[Position annotation records]
====================

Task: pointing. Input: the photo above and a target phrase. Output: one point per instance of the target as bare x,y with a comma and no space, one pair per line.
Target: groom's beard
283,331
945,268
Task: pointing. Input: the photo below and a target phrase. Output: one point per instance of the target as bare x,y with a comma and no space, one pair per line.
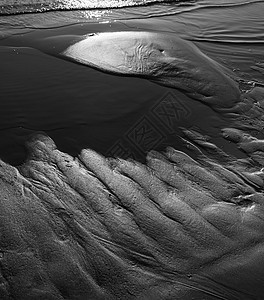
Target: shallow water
80,107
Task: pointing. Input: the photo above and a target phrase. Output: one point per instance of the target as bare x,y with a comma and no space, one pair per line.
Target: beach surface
132,150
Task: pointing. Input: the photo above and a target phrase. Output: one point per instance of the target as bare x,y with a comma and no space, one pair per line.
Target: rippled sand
176,210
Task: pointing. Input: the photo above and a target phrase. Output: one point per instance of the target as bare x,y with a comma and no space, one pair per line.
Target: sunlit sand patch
163,58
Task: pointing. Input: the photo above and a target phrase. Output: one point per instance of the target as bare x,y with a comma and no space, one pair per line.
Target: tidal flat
132,142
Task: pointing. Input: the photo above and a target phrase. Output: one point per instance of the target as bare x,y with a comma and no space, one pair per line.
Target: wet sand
174,212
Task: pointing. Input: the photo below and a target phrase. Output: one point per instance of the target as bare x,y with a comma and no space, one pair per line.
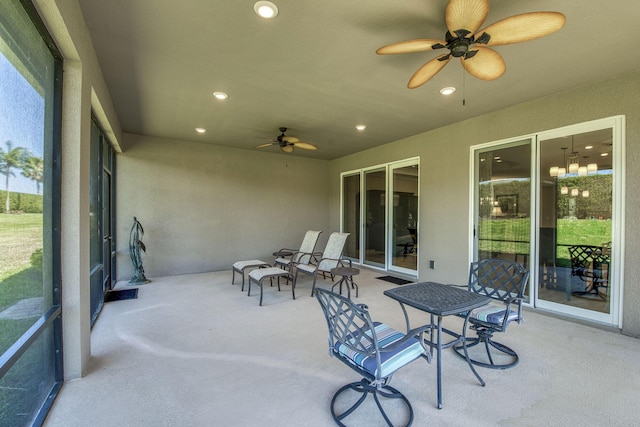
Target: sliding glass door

====================

▸ **WHAT THIS TASK INVOLVES**
Except for the pictures, copy every line of the records above exactly.

▸ **EXERCISE RESULT**
Task: pointing. Input: the photo above and a target phrase. Output: one point per instance of the target as bare x,y with a comma and no space, one pair per line.
Target: groom's beard
283,331
945,268
Task: pointing. Input: the photo below and a target phrase. Output: one point per instance of the target as bare x,y with a comma and no space, one pair per line.
Target: shallow water
80,107
Task: pointing. Input: the photo above and a target phrase. Output: one point per instance of the target as bare x,y with a comma and no space, one pair per line.
Target: beach surface
132,150
Task: pointing. Input: the photo above and a target phrase. Output: one point per instance of the target as bare x,y with a comma and no space, one pair per line.
Target: rippled sand
176,210
Task: pointing. Input: the photo above and a target phrase. Output: one point per instance of the target as bare x,y with a comma and no space, one pair per line.
Target: sunlit sand patch
163,58
Task: pointing. Input: the photo above and a target phrase. Output: one point per instance of the target as bare x,y with a comma and no space, one pair per line.
Target: tidal flat
132,142
Task: pointing. Input: the photo above and a target phrase. Output: one point per instance of the target as bare x,y with a comma and no space, one pair per line.
Target: wet sand
174,212
Task: pointing. Input: the photo below and a target phrase. Output: one point per instance of the target as bare x,y with a comma and no space, one pair per line.
Target: sliding glass door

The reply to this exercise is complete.